* INSTRUCTION A: Pull out every line of the records that contains the string "written", matching case exactly.

Tactical Squad III	5xSpace Marines- 3xBolters. 1xMeltagun. Frags, krak, bolt pistols.	100
1xVeteran Sergeant- Bolter.	
-Razorback APC	1xRazorback- Twin-heavy bolter, smoke launchers, searchlight.	50

Fast Attack	

Ravenwing Attack Squadron	3xBikes- 2xMeltagun. Twin-linked bolters, bike, teleport homer, frag, krak. Fearless.	190
1xVeteran Sergeant- Bolt pistol.	
1xAttack Bike- Multi-melta, twin-linked bolter, bolt pistol, frags, krak, teleport homer. 

Ravenwing Attack Squadron	3xBikes- 2xMeltagun. Twin-linked bolters, bike, teleport homer, frag, krak. Fearless.	190
1xVeteran Sergeant- Bolt pistol.	
1xAttack Bike- Multi-melta, twin-linked bolter, bolt pistol, frags, krak, teleport homer. 

Heavy Support	

Predator Tank	1xPredator- Autocannon, 2xheavy bolter, smoke launchers, searchlight.	95

Predator Tank	1xPredator- Autocannon, 2xheavy bolter, smoke launchers, searchlight.	95

Total:	1500

It packs a lot more anti-GEq firepower than my usual SM list by side effect rather than default. I've done what I think Jervis and Games Dev are trying to force people to do with Codex DA- throw out the old toys (plasma, fists, lascannons, assault cannons) and dust of the neglected stuff (bikes, rhinos, autocannons).

But against MEq's it lacks AP 2 and assault power.
Against vehicle heavy it lacks the lascannons and must rely on melta at close range to deal with them.

I've yet to face Eldar or GEq's with this list- and hope it will do better.


----------



## anathema (Jan 24, 2007)

> You really think that would be competitive in store Dave?


Not saying that, but its the first instance of winning DA I've read and against a guy who I gather is pretty good from the US. Its interesting if nothing else. I personally think I've got the tools in my list to deal with it and I reckon quite a few of the others would too, but it would be interesting to try playing it.


----------



## Jeridian (Jan 4, 2007)

> Not saying that, but its the first instance of winning DA I've read and against a guy who I gather is pretty good from the US. Its interesting if nothing else. I personally think I've got the tools in my list to deal with it and I reckon quite a few of the others would too, but it would be interesting to try playing it.


I think DA will become an underdog army, one someone brings out every now and again if they want a challenge....

* INSTRUCTION B: In the forum thread, reproduce the stretch from "Against vehicle heavy" through "(Jan 24, 2007)", replacing "close range" with "short range".

* PROVIDED ENTRIES:
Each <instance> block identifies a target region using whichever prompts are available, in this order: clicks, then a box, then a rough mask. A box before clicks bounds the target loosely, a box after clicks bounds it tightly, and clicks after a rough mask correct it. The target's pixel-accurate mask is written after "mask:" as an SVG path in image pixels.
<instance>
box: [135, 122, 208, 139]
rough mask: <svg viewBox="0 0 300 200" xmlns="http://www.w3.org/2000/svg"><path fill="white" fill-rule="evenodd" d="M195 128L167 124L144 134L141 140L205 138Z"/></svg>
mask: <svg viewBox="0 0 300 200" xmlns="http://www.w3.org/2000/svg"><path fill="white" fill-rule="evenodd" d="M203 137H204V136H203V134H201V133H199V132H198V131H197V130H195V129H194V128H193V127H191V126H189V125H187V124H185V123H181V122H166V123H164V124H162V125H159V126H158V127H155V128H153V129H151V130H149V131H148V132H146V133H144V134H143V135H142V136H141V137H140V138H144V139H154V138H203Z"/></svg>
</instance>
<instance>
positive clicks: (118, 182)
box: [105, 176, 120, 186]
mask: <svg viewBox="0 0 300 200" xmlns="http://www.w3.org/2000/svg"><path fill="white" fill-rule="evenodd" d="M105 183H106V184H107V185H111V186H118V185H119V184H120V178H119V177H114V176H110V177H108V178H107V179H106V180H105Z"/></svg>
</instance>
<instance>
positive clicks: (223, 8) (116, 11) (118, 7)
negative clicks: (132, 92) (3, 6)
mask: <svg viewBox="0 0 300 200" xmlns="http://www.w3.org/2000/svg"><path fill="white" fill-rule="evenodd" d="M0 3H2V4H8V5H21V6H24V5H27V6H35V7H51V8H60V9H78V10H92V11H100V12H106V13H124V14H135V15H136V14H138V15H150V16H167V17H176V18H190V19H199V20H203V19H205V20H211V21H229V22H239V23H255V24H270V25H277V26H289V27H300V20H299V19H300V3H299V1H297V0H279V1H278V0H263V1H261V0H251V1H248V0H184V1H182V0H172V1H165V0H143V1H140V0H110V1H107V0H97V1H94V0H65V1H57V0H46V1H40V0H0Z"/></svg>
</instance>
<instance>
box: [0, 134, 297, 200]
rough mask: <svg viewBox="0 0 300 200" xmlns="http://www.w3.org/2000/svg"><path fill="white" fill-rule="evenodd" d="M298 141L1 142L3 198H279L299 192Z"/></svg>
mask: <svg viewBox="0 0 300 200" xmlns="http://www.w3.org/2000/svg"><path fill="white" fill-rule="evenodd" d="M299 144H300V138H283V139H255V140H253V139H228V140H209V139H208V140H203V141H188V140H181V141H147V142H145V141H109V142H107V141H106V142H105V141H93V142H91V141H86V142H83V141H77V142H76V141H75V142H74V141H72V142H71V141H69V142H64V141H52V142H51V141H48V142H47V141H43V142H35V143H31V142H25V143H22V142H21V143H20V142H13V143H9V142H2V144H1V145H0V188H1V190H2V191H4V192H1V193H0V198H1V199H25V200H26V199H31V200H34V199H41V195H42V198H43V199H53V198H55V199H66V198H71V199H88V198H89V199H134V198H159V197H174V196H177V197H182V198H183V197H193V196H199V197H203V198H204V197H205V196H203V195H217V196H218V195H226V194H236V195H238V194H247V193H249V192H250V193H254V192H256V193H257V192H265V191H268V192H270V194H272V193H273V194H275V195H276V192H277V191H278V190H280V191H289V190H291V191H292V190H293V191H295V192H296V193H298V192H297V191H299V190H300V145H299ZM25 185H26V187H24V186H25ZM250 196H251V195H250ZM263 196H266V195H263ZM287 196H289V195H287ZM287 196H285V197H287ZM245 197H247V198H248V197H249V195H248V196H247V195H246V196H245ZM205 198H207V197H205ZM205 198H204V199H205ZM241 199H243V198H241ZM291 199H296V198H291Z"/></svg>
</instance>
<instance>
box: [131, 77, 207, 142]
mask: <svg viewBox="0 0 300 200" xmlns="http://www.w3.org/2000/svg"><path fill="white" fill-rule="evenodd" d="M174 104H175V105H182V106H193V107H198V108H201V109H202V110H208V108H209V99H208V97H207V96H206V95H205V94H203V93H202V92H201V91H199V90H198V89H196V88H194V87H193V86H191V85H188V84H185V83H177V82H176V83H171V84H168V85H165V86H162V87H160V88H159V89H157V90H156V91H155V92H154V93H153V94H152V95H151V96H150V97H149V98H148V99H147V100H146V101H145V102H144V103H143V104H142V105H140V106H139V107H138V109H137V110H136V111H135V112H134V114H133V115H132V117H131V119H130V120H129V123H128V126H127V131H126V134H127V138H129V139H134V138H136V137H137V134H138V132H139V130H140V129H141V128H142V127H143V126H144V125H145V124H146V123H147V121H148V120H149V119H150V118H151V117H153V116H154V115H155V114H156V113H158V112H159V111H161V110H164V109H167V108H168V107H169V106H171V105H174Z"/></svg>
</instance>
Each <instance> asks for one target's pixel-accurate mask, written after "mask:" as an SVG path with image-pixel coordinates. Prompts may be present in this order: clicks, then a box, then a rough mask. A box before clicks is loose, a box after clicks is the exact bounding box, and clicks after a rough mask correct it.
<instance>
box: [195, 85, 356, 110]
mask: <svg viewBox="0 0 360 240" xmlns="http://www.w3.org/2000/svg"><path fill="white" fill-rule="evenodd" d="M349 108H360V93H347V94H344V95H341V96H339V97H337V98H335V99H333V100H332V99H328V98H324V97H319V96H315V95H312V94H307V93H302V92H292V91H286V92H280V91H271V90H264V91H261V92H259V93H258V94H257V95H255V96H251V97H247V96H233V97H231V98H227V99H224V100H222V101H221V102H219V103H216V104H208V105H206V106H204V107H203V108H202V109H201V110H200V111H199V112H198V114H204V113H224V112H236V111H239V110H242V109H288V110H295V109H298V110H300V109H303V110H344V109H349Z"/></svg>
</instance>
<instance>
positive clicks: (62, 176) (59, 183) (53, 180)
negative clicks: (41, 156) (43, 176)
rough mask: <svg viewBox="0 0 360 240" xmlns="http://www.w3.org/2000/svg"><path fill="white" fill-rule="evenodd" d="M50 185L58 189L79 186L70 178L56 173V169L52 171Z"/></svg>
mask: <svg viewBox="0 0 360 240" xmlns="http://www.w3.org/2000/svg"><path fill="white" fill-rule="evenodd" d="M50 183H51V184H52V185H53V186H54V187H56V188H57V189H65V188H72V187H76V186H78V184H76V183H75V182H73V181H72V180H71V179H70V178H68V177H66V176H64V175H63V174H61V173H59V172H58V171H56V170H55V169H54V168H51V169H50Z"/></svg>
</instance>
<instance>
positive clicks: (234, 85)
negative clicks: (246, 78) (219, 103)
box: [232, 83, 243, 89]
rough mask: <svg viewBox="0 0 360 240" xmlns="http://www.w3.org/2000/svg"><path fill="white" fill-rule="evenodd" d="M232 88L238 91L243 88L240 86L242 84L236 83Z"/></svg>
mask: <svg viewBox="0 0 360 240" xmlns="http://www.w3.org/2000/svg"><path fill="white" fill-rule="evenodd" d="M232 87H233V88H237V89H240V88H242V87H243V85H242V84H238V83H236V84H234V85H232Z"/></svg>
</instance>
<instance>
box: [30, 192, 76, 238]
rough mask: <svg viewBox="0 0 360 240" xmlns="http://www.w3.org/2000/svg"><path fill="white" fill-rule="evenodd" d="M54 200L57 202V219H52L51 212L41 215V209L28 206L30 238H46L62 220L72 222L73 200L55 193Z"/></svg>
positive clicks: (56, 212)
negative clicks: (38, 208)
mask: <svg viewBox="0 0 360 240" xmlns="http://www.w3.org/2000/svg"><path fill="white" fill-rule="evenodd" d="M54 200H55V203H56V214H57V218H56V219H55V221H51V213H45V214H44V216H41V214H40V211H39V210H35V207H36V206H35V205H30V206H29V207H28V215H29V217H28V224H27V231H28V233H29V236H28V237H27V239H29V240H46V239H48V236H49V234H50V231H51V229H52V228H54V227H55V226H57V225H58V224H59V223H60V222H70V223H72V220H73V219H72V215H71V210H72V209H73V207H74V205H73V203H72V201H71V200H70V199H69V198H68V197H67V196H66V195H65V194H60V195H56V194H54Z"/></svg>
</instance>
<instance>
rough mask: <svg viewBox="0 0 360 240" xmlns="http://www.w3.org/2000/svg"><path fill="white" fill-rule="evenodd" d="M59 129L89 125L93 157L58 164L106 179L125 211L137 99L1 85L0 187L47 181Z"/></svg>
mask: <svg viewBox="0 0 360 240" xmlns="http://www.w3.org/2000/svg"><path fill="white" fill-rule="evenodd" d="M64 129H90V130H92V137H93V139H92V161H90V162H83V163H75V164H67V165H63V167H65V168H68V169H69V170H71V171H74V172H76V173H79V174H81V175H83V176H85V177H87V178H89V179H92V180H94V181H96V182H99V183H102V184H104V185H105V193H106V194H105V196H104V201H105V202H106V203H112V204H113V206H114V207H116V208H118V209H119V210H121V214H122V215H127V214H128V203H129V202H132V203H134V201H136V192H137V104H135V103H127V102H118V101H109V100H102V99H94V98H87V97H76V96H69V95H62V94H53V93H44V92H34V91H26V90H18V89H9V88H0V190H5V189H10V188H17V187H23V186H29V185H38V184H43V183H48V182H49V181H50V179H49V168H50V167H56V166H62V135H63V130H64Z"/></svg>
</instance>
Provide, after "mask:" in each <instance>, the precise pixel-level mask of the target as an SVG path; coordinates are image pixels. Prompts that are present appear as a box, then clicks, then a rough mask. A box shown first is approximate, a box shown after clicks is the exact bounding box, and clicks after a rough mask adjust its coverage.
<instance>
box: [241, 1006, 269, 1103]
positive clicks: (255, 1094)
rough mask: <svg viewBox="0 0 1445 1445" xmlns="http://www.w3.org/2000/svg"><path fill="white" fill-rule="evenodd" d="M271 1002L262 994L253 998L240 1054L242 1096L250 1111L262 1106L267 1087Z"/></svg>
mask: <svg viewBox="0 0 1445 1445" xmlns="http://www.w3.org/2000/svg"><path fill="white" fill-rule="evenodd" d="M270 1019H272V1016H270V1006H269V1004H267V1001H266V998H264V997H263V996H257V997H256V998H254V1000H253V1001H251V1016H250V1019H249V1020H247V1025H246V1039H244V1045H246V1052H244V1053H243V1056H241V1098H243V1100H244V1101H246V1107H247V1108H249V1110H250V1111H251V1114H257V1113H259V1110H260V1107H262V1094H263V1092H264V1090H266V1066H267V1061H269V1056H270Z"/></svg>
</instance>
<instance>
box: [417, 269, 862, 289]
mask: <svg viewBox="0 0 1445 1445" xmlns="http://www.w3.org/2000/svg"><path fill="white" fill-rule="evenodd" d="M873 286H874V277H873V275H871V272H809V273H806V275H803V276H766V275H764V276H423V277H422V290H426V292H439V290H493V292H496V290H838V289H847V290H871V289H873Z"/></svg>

* WORKED SOLUTION A:
Each <instance> block identifies a target region using whichever prompts are available, in this order: clicks, then a box, then a rough mask. A box before clicks bounds the target loosely, a box after clicks bounds it tightly, and clicks after a rough mask correct it. The target's pixel-accurate mask is written after "mask:" as an SVG path in image pixels.
Each <instance> asks for one target's pixel-accurate mask, written after "mask:" as an SVG path with image-pixel coordinates. Prompts may be present in this order: clicks, then a box, then a rough mask. A box before clicks is loose, a box after clicks is the exact bounding box, and clicks after a rough mask correct it.

* WORKED SOLUTION B:
Against vehicle heavy it lacks the lascannons and must rely on melta at short range to deal with them.

I've yet to face Eldar or GEq's with this list- and hope it will do better.


----------



## anathema (Jan 24, 2007)